Monday is my day off. My plan had been to do some odds and ends, help my son with homework, and watch the Red Sox beat the Cardinals and take the series back to Fenway Park. Instead, after dinner, I put on a jacket and tie and, along with members of my congregation, drove out to Newark Delaware to the Islamic Society of Delaware’s Center.
I went because a couple of days earlier, some kids decided to wreck the place, vandalizing the building, putting up an ersatz cross with pieces of fence, and causing a lot of damage.
The Islamic Center is a place of study, of worship, and of gathering. They have a school, a multi-purpose room used for meals and worship, and host a variety of programs. They also do a lot of interfaith work, participating with other houses of worship in the Newark area in a host of social justice and worship initiatives, and in the past have collaborated with Congregation Beth Emeth, Christ Church, Mt. Lebanon Church and others for pre-Thanksgiving Meal packing for those in need. It’s a very well kept building, but nothing elaborate. The kind of place you create when you’re just creating a community, and when you don’t exactly want to draw attention to yourselves.
It was only stuff that got broken and damaged. Expensive, but only things; no people were physically hurt. But, having lived through seeing my own childhood synagogue vandalized a few times, it’s not the physical pain that matters most.

## Data listing
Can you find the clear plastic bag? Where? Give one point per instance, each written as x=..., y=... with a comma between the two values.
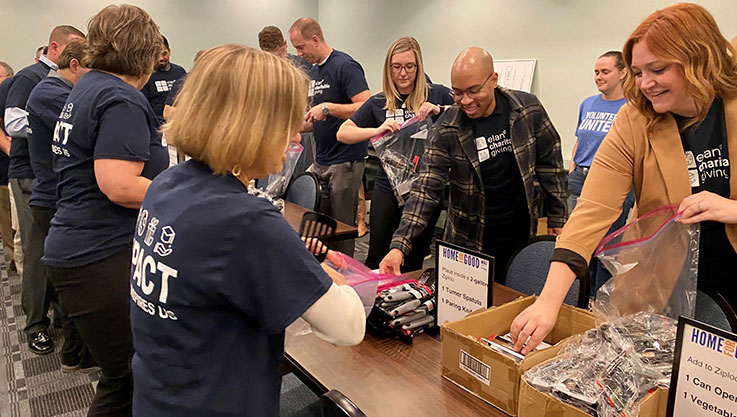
x=362, y=279
x=277, y=183
x=400, y=154
x=654, y=265
x=606, y=371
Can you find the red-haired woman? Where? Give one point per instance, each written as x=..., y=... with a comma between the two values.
x=673, y=141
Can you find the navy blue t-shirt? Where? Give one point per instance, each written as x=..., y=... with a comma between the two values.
x=25, y=81
x=158, y=87
x=103, y=118
x=709, y=169
x=336, y=81
x=4, y=158
x=218, y=274
x=372, y=114
x=44, y=106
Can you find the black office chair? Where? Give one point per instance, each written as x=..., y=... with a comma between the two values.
x=713, y=309
x=528, y=269
x=335, y=404
x=304, y=191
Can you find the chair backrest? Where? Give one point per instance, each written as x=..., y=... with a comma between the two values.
x=528, y=269
x=335, y=404
x=304, y=191
x=713, y=309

## Activity list
1. Answer from the Islamic Center piece:
(a) Which two baseball teams was the writer planning to watch on Monday?
(b) What did the vandals put up using pieces of fence?
(c) Which houses of worship are named as past partners in the pre-Thanksgiving meal packing?
2. Set down the Islamic Center piece word for word between "It was only" and "that matters most.", inclusive.

## Answers to the problems
1.
(a) The Red Sox and the Cardinals.
(b) An ersatz cross.
(c) Congregation Beth Emeth, Christ Church, and Mt. Lebanon Church (along with others).

2.
It was only stuff that got broken and damaged. Expensive, but only things; no people were physically hurt. But, having lived through seeing my own childhood synagogue vandalized a few times, it’s not the physical pain that matters most.